- What you have to do: In the passage on biological age clocks, update the part that opens with "Biological Age Clocks" and closes with "than birthdate alone." by substituting "methylation clocks" for "epigenetic clocks".

- Provided text:
Biological Age Clocks — Measuring What the Calendar Cannot

One of the most consequential innovations in ageing research has been the development of epigenetic clocks — machine learning models trained on DNA methylation patterns that can estimate a person's biological age with striking accuracy, independently of their chronological age. The divergence between biological and chronological age — known as age acceleration — has been shown to predict mortality risk, disease onset, and health trajectories in large prospective cohort studies far better than birthdate alone.

The most predictive of these clocks is GrimAge, developed by Steve Horvath and colleagues at UCLA. Unlike earlier generation clocks that estimated age directly, GrimAge was trained to predict time-to-death — making it a composite biomarker of how much biological ageing has actually occurred, independent of when someone was born. A 2025 retrospective cohort study of 1,942 participants from the NHANES dataset confirmed that GrimAge and its successor GrimAge2 effectively predict all-cause mortality risk, outperforming virtually every other clinical biomarker available. The practical implication is profound: for the first time, longevity scientists have a sensitive, quantitative tool to measure whether an intervention is actually slowing ageing in living humans — without needing to wait decades for mortality data.

Region pointing data:

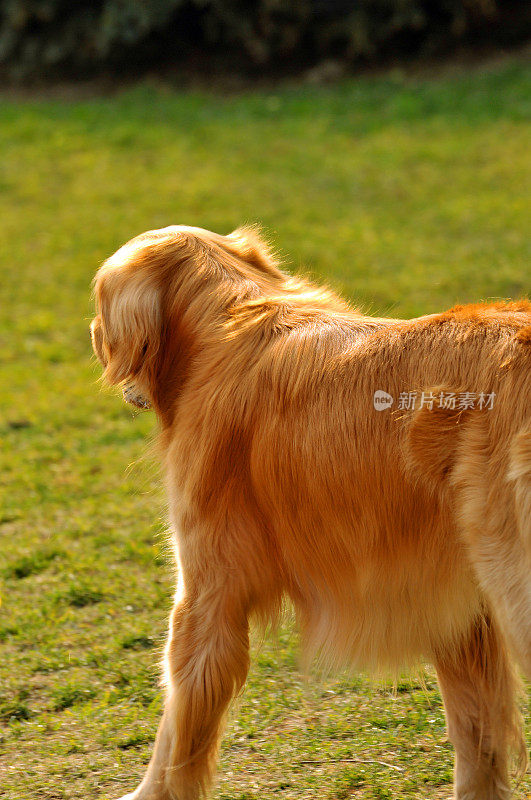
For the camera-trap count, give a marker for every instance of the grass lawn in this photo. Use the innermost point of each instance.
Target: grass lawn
(407, 196)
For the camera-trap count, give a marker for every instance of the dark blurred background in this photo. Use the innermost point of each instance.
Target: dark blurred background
(57, 38)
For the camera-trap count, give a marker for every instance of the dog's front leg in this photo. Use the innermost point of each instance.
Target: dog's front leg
(207, 659)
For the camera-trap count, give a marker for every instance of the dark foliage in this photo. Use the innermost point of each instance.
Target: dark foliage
(47, 37)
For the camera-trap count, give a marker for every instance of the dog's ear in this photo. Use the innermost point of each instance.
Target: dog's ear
(129, 306)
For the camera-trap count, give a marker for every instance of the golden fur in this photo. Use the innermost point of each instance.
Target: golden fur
(395, 534)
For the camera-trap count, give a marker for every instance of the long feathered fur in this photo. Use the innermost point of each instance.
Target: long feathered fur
(396, 535)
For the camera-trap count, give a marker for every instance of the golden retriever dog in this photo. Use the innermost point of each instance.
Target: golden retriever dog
(375, 473)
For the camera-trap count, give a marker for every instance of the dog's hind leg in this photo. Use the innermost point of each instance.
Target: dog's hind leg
(207, 659)
(494, 509)
(479, 690)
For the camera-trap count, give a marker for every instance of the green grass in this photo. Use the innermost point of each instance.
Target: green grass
(407, 196)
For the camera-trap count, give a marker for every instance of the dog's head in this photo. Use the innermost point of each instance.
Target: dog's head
(154, 292)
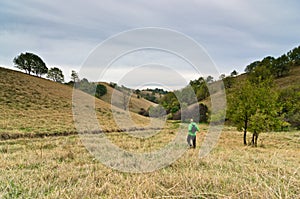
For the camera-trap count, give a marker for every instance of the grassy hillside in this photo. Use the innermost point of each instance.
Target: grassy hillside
(61, 167)
(29, 104)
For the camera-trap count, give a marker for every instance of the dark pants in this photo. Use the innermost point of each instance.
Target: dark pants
(193, 138)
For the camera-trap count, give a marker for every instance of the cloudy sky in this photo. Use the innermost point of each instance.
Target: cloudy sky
(234, 33)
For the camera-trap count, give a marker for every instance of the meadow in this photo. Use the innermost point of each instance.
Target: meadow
(61, 167)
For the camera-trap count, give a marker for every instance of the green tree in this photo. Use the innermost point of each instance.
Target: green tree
(253, 107)
(234, 73)
(74, 76)
(30, 63)
(55, 74)
(252, 66)
(294, 56)
(289, 99)
(281, 66)
(100, 90)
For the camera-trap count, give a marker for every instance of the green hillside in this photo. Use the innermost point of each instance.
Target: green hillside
(30, 104)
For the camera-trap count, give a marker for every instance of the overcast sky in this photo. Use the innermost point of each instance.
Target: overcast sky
(234, 33)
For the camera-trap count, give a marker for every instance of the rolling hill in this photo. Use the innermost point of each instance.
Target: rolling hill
(33, 105)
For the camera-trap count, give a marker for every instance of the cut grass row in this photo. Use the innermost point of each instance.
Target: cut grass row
(61, 167)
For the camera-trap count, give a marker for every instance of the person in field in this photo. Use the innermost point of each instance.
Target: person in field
(192, 130)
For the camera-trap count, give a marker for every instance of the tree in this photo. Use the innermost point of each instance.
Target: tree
(30, 63)
(253, 107)
(294, 56)
(281, 66)
(100, 90)
(233, 73)
(252, 66)
(209, 79)
(222, 76)
(56, 75)
(74, 76)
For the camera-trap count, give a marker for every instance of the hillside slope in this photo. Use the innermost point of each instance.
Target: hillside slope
(29, 104)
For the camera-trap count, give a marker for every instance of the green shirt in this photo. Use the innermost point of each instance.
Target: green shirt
(190, 128)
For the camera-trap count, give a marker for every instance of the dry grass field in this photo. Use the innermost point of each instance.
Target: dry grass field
(31, 105)
(61, 167)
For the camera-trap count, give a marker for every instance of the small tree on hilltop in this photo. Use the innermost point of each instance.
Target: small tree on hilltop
(30, 63)
(56, 75)
(253, 108)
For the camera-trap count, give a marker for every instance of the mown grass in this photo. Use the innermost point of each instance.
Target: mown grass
(61, 167)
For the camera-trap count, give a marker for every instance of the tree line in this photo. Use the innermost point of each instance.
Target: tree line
(32, 63)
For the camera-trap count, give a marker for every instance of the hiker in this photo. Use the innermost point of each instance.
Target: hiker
(193, 128)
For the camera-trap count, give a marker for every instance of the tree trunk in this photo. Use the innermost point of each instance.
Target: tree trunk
(245, 130)
(254, 139)
(245, 137)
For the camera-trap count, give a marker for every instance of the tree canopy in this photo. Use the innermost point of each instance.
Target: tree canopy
(30, 63)
(56, 75)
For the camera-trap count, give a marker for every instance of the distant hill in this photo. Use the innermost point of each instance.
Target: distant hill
(30, 104)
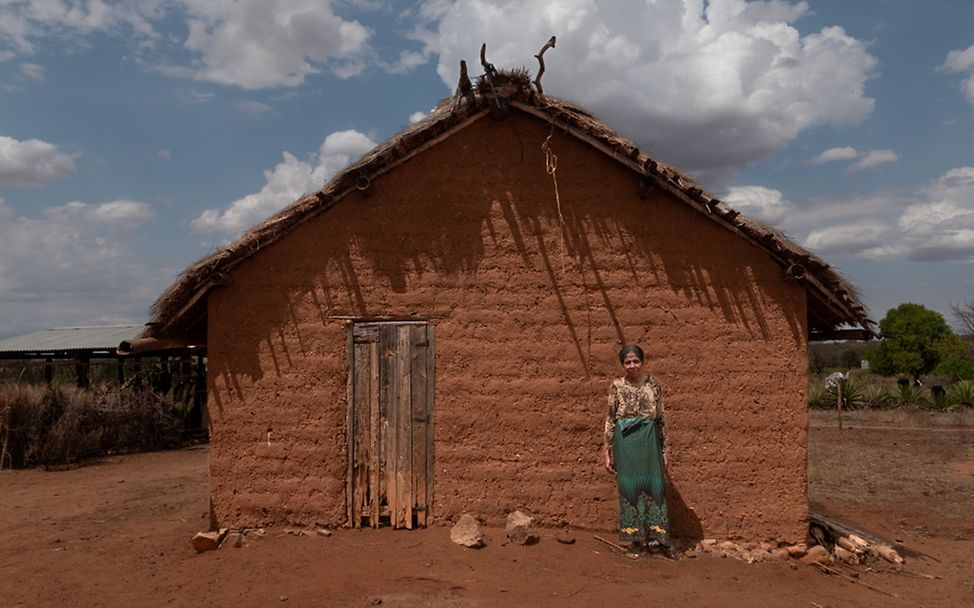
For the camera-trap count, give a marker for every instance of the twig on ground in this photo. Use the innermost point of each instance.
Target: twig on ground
(853, 580)
(619, 548)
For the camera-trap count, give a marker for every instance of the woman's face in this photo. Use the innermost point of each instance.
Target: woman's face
(633, 365)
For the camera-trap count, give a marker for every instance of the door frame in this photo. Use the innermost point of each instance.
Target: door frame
(421, 514)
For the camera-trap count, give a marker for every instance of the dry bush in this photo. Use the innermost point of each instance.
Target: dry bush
(60, 425)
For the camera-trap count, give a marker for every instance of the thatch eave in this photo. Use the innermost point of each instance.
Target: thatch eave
(180, 312)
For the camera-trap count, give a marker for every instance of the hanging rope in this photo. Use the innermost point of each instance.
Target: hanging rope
(551, 167)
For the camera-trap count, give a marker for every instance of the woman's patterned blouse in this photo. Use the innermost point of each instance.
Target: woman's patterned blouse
(626, 400)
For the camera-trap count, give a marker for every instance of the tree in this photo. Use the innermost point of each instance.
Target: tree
(965, 314)
(915, 340)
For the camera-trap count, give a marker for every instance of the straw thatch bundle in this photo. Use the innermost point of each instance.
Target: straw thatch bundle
(834, 304)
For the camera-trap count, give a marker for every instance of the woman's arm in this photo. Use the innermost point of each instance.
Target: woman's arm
(609, 430)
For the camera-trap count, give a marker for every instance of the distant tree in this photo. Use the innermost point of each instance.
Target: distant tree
(955, 368)
(915, 340)
(850, 358)
(965, 315)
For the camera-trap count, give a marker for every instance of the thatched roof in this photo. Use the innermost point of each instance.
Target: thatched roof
(833, 303)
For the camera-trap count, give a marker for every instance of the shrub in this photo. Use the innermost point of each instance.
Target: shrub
(961, 394)
(62, 425)
(851, 394)
(955, 368)
(820, 399)
(909, 394)
(877, 396)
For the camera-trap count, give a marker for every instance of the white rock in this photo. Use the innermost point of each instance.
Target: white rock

- The completed task:
Biological Age Clocks — Measuring What the Calendar Cannot

One of the most consequential innovations in ageing research has been the development of methylation clocks — machine learning models trained on DNA methylation patterns that can estimate a person's biological age with striking accuracy, independently of their chronological age. The divergence between biological and chronological age — known as age acceleration — has been shown to predict mortality risk, disease onset, and health trajectories in large prospective cohort studies far better than birthdate alone.